DATA LISTING START

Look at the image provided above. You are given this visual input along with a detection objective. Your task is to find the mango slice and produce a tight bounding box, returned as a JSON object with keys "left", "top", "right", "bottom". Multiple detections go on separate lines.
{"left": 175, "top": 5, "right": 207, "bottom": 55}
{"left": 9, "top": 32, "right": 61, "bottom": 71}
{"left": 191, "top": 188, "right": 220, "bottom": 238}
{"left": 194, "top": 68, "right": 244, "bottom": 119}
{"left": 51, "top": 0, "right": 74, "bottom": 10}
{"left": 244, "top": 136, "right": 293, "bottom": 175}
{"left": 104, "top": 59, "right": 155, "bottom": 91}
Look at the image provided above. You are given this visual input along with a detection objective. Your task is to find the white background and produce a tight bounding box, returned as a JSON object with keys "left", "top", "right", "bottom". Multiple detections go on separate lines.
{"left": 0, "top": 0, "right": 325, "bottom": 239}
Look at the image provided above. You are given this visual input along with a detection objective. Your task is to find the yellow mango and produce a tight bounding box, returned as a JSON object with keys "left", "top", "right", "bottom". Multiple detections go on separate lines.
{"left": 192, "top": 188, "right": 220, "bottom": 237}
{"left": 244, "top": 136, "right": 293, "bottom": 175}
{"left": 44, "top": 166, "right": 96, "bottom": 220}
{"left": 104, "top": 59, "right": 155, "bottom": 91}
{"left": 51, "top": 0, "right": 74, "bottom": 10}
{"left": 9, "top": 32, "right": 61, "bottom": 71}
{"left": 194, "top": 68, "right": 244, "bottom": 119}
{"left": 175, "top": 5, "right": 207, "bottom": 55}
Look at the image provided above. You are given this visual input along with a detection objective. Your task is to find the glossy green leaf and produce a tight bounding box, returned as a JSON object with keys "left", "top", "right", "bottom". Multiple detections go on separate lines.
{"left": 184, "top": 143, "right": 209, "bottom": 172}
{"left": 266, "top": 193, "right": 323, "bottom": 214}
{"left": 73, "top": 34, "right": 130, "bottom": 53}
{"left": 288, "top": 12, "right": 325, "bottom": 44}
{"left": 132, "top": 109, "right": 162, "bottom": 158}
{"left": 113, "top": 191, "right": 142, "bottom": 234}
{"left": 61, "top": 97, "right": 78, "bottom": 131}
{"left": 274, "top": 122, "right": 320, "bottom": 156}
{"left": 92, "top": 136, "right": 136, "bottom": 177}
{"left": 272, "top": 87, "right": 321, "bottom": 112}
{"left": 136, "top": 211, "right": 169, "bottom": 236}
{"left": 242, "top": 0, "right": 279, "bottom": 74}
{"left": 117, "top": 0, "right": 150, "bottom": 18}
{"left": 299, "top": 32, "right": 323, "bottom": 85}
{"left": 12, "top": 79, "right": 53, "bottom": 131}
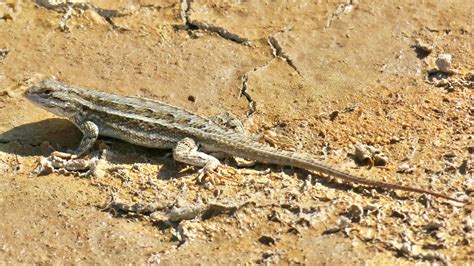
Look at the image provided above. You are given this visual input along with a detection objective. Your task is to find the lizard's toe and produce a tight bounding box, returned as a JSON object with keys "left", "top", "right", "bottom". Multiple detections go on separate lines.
{"left": 51, "top": 151, "right": 78, "bottom": 159}
{"left": 196, "top": 164, "right": 241, "bottom": 186}
{"left": 196, "top": 162, "right": 221, "bottom": 183}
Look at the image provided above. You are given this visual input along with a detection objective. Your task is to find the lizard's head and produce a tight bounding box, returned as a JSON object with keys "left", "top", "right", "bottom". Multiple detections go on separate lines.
{"left": 25, "top": 80, "right": 78, "bottom": 117}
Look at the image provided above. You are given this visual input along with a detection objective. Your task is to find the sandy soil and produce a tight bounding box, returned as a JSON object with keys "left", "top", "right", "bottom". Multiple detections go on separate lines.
{"left": 0, "top": 0, "right": 472, "bottom": 264}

DATA LISTING END

### PROBLEM
No picture belongs in the answer; the rest of the records must be repeated exactly.

### SOLUTION FOR THIS PROBLEM
Look at the image provided above. You are given this visual input along with a detection objective. Your task is to find the mango slice and produce a tight bounding box, returned as a JSON object with keys "left", "top", "right", "bottom". Multiple detections go on separate lines.
{"left": 175, "top": 5, "right": 207, "bottom": 55}
{"left": 9, "top": 32, "right": 61, "bottom": 71}
{"left": 191, "top": 188, "right": 220, "bottom": 238}
{"left": 194, "top": 68, "right": 244, "bottom": 119}
{"left": 51, "top": 0, "right": 74, "bottom": 10}
{"left": 244, "top": 136, "right": 293, "bottom": 175}
{"left": 104, "top": 59, "right": 155, "bottom": 91}
Look at the image provided above. You are given this visual input along with a detection objective. Your task is to find the white background and produce a tight bounding box, returned as a JSON object with keys "left", "top", "right", "bottom". Multiple detections go on separate lines.
{"left": 0, "top": 0, "right": 325, "bottom": 239}
Look at the image provided above. You are given this visual input along with a detection objective. Your task is to find the yellow mango and produce a tight bounding box, returned as a JSON object with keys "left", "top", "right", "bottom". Multiple detections go on separate lines.
{"left": 192, "top": 188, "right": 220, "bottom": 237}
{"left": 244, "top": 136, "right": 293, "bottom": 175}
{"left": 44, "top": 166, "right": 96, "bottom": 220}
{"left": 104, "top": 59, "right": 155, "bottom": 91}
{"left": 51, "top": 0, "right": 74, "bottom": 10}
{"left": 9, "top": 32, "right": 61, "bottom": 71}
{"left": 194, "top": 68, "right": 244, "bottom": 119}
{"left": 175, "top": 5, "right": 207, "bottom": 55}
Look at the image provided above. You are given this visual input along with a detection objective. Your task is to find the glossy green leaf and produce a tight bounding box, returned as a JSON object with keys "left", "top", "right", "bottom". Multiple detections go on separate lines.
{"left": 184, "top": 143, "right": 209, "bottom": 172}
{"left": 266, "top": 193, "right": 323, "bottom": 214}
{"left": 73, "top": 34, "right": 130, "bottom": 53}
{"left": 288, "top": 12, "right": 325, "bottom": 44}
{"left": 132, "top": 109, "right": 162, "bottom": 158}
{"left": 113, "top": 191, "right": 142, "bottom": 234}
{"left": 61, "top": 97, "right": 78, "bottom": 131}
{"left": 274, "top": 122, "right": 320, "bottom": 156}
{"left": 92, "top": 136, "right": 136, "bottom": 177}
{"left": 272, "top": 87, "right": 321, "bottom": 112}
{"left": 136, "top": 211, "right": 169, "bottom": 236}
{"left": 242, "top": 0, "right": 279, "bottom": 74}
{"left": 117, "top": 0, "right": 150, "bottom": 18}
{"left": 299, "top": 32, "right": 323, "bottom": 85}
{"left": 12, "top": 79, "right": 53, "bottom": 131}
Look at the image provided above. You are given this visual input along with a detection objective. Your task is to find the lizard's toe and produce a tight bounding box, returned as a JSON object with keys "left", "top", "right", "bottom". Multiple detections go on separate lines.
{"left": 51, "top": 151, "right": 78, "bottom": 159}
{"left": 196, "top": 164, "right": 241, "bottom": 186}
{"left": 196, "top": 162, "right": 221, "bottom": 183}
Look at the image provided above. You are given this visual input along with a detection objective. Your task is to find the lizard's head and produce a tight bounding box, returned as a JSON object with keys "left", "top", "right", "bottom". Multiple detections go on separate lines.
{"left": 25, "top": 80, "right": 78, "bottom": 117}
Look at the image provided above. You are given this visual input along with a detection objective. Your task is to find the sandy soil and produce a tight bounding box, returned as a JSON object with keys "left", "top", "right", "bottom". Multiple detections go on separate lines.
{"left": 0, "top": 0, "right": 472, "bottom": 264}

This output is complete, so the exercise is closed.